Reproduce the records below exactly as they appear.

---------- Supplied material

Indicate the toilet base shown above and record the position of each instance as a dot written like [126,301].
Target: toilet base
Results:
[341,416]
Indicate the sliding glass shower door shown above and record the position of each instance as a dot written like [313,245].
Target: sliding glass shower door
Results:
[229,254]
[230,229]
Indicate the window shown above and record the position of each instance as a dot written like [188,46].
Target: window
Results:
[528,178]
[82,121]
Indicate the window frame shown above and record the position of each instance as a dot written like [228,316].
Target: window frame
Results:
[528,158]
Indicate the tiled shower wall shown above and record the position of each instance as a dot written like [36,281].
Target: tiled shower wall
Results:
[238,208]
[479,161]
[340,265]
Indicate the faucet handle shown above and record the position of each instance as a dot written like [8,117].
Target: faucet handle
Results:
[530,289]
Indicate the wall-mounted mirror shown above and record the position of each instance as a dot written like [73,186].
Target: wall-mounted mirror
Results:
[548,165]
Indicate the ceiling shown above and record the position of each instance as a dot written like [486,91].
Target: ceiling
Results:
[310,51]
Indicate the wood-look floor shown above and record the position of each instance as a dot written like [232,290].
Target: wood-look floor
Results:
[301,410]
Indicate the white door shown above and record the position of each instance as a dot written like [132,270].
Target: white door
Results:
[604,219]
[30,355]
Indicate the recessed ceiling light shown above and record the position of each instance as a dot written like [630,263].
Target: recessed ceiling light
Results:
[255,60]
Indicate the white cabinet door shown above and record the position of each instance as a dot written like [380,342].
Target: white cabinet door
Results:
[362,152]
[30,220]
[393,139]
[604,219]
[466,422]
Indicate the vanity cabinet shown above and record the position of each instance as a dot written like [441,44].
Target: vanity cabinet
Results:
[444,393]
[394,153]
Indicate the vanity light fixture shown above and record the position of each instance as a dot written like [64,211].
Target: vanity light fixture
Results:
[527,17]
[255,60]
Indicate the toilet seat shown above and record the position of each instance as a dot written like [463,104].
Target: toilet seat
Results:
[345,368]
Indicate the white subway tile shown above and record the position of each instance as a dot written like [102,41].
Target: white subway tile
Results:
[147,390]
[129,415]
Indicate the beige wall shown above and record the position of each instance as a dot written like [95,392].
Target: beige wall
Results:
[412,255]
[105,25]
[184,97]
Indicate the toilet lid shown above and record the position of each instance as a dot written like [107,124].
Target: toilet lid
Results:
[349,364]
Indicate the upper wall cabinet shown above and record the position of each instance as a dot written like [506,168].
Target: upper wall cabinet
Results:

--------------------

*Exercise response*
Indicate the toilet base shown above and record the position of each instance as a dot written like [126,301].
Target: toilet base
Results:
[341,416]
Indicate the sliding glass shower door shown above and record the position of each instance as a dot written like [313,245].
Target: sliding glass shower door
Results:
[229,254]
[230,229]
Indicate the window shown above and record the position of each instance as a dot written like [188,46].
Target: window
Results:
[528,178]
[82,121]
Indicate the window frame shown above and record the position of each instance as a dot written like [228,316].
Target: window frame
Results:
[528,158]
Indicate the tiled shower wall shown above and record the position of each instance as a dot written like [36,281].
Target: tiled shower wall
Results:
[238,208]
[479,161]
[340,265]
Indicate the faucet handle shown above and record the position of each instance as a dot written like [8,117].
Target: faucet handle
Results:
[530,289]
Indicate the wall-mounted mirror shown above and record the position of each instance as a dot written like [73,186].
Target: wall-mounted mirror
Results:
[548,165]
Indicate the ceiling shown above and record the position of each instance as a dot written like [486,91].
Target: ceiling
Results:
[310,51]
Indicate the wood-look floor shown above and record the position of each instance as a dot written like [232,290].
Target: wood-look floor
Results:
[301,410]
Indicate the white door shown above and record the position of each instance as a dot written like [132,270].
Target: white door
Results:
[604,219]
[30,355]
Indicate the recessed ceiling light shown above and record the position of each instance as a dot written like [630,263].
Target: recessed ceiling light
Results:
[255,60]
Indicate the white cabinet door shown above and record the position of each instance as a dot written like [380,342].
Target: white cabinet door
Results:
[362,152]
[30,220]
[393,139]
[604,219]
[466,422]
Indicate the vanity cabinet shown above and record the position of each instance as a dot written like [441,44].
Target: vanity cabinet
Results:
[444,393]
[394,153]
Indicate the vanity light fixture shown above and record the position of each instance as a dot written like [64,211].
Target: vanity light fixture
Results:
[527,17]
[255,60]
Indicate the toilet seat shown above and record the position of each instance as a dot written like [463,104].
Target: toilet seat
Results:
[345,368]
Indicate the white subway tile shown above and record the position of each instance as a dot written like [102,41].
Target: white subway tile
Results:
[147,390]
[129,415]
Indicate the beige wall shown above and record the position of each instance as a dot written like [95,392].
Target: beige wall
Results:
[412,255]
[105,25]
[184,97]
Indicate the toilet lid shown above and record the position of each instance as a dot written like [107,124].
Target: toilet lid
Results:
[349,364]
Indicate the upper wall cabinet shown above and record the position of each instance as a dot written like [506,168].
Target: upper wall cabinet
Results:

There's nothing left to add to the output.